[Region pointing data]

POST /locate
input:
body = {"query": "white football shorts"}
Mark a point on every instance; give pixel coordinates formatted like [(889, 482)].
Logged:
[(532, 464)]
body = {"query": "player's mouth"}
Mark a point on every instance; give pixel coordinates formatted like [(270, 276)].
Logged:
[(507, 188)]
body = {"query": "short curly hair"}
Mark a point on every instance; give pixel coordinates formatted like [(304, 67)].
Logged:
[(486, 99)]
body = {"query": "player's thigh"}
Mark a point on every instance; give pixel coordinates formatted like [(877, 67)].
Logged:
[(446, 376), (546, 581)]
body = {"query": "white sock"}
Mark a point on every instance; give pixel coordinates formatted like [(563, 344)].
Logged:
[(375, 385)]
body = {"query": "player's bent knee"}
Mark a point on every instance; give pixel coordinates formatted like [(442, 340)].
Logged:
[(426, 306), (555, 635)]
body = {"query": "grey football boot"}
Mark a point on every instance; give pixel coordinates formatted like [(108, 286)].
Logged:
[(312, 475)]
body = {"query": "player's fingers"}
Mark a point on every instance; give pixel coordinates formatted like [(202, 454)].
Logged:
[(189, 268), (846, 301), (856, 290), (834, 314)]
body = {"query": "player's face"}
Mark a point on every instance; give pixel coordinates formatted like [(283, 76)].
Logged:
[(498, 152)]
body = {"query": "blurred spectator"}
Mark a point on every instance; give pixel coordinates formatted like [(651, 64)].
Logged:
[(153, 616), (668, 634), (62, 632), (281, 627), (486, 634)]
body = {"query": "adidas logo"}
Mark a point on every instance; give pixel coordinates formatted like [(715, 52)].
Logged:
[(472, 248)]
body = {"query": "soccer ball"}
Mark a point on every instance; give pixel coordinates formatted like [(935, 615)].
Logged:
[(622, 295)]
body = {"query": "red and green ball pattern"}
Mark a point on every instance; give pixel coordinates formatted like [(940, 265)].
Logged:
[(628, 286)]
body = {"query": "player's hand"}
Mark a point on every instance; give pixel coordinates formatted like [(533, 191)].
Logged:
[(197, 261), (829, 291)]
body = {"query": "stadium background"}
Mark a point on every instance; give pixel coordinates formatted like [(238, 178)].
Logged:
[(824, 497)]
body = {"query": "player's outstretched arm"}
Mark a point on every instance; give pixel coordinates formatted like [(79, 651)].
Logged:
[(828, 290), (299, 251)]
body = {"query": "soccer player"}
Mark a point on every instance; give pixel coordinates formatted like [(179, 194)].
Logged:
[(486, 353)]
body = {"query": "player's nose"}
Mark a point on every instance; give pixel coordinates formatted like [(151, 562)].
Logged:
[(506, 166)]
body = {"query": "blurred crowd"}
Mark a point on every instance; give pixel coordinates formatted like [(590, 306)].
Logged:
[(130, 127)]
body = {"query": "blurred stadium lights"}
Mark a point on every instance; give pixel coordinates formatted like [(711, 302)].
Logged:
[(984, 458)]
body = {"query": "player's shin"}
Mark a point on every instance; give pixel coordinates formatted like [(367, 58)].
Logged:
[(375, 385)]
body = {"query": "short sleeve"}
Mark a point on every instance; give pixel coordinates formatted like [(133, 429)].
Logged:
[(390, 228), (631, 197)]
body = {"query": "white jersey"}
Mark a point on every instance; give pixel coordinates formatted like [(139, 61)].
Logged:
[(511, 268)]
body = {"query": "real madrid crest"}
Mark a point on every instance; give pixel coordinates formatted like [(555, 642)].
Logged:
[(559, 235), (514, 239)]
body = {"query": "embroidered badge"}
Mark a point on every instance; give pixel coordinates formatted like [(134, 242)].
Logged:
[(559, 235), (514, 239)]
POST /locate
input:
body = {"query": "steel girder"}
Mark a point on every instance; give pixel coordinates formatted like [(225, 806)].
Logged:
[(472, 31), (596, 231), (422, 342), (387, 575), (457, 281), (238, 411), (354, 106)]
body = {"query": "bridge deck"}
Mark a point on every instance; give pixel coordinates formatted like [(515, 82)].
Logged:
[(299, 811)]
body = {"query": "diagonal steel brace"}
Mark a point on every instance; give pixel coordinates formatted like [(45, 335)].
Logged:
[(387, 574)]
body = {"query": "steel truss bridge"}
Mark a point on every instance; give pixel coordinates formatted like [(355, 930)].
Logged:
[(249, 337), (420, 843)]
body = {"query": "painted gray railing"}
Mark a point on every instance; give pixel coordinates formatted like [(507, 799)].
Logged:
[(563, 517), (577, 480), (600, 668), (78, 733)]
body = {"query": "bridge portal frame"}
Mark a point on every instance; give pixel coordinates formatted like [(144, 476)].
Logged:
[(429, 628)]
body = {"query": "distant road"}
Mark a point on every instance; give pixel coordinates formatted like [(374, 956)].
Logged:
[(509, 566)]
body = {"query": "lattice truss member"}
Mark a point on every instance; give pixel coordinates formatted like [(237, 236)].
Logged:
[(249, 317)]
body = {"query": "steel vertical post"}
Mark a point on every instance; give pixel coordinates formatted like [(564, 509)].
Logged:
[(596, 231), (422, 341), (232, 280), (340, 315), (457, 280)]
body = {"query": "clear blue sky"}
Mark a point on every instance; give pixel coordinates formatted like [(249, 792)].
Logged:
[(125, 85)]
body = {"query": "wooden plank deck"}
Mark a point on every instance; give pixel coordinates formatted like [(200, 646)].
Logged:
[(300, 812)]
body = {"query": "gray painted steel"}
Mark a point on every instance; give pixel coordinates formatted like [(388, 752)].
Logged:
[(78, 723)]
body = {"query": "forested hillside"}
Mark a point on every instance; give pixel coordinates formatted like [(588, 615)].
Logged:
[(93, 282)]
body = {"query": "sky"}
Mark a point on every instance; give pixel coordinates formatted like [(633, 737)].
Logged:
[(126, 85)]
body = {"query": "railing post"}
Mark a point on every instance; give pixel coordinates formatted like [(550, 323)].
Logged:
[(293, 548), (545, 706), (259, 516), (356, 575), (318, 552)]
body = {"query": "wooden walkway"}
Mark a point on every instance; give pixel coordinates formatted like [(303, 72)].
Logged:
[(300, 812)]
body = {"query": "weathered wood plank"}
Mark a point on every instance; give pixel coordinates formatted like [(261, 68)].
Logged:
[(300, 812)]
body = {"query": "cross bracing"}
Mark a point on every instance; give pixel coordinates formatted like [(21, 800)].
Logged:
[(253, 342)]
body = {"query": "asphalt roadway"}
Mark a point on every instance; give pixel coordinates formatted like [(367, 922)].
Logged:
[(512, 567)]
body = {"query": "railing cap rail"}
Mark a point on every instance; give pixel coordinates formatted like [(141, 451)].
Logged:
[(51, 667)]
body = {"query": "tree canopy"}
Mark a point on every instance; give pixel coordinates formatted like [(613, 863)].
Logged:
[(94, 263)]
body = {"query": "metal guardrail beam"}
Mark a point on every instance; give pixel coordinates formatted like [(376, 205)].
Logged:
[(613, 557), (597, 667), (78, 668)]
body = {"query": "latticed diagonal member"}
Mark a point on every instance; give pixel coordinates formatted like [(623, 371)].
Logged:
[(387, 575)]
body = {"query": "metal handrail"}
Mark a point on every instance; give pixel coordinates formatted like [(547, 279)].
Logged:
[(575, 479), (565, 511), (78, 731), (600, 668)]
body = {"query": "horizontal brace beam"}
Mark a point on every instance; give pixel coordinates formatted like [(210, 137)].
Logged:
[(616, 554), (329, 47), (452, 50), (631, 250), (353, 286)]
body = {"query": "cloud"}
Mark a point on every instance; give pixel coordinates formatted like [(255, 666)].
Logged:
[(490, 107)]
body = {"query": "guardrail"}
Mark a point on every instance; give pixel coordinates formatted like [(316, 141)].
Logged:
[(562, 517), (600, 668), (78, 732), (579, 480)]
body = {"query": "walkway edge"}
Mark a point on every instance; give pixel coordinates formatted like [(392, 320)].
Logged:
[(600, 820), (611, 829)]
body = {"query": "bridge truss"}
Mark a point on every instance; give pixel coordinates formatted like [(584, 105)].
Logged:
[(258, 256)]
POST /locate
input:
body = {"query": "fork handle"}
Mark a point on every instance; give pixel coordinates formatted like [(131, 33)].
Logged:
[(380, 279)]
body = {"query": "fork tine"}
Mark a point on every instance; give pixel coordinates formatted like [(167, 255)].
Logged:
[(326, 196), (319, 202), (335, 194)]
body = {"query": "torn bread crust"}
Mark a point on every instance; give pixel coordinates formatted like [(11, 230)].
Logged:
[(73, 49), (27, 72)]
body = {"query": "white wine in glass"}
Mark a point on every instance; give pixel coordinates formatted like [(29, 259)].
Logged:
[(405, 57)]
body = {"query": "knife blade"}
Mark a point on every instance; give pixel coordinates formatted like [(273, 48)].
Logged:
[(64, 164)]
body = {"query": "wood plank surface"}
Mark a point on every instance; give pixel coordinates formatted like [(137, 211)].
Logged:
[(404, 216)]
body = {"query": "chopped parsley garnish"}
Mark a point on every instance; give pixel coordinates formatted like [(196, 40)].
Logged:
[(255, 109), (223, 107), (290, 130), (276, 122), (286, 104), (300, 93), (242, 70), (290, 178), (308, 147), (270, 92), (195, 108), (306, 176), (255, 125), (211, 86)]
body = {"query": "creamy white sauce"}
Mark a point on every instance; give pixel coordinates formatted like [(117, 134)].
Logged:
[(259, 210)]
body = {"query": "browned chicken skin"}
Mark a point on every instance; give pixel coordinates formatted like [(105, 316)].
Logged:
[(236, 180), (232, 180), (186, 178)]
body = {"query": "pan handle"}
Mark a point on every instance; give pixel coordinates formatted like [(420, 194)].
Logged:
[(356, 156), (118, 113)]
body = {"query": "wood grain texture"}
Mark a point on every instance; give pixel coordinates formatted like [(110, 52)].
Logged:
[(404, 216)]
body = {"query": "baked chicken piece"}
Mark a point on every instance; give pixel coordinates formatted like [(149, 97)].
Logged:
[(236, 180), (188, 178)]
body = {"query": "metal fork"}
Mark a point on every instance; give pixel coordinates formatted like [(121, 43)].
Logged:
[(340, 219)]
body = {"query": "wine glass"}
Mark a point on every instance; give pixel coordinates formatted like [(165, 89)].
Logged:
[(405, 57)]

§ Problem to work on
Copy out all lines above that include the string "player".

§ Answer
body = {"query": "player's mouth"}
body = {"query": "player's thigh"}
body = {"query": "player's bent knee"}
body = {"query": "player's fingers"}
body = {"query": "player's face"}
body = {"query": "player's hand"}
body = {"query": "player's outstretched arm"}
body = {"query": "soccer player"}
body = {"query": "player's nose"}
body = {"query": "player's shin"}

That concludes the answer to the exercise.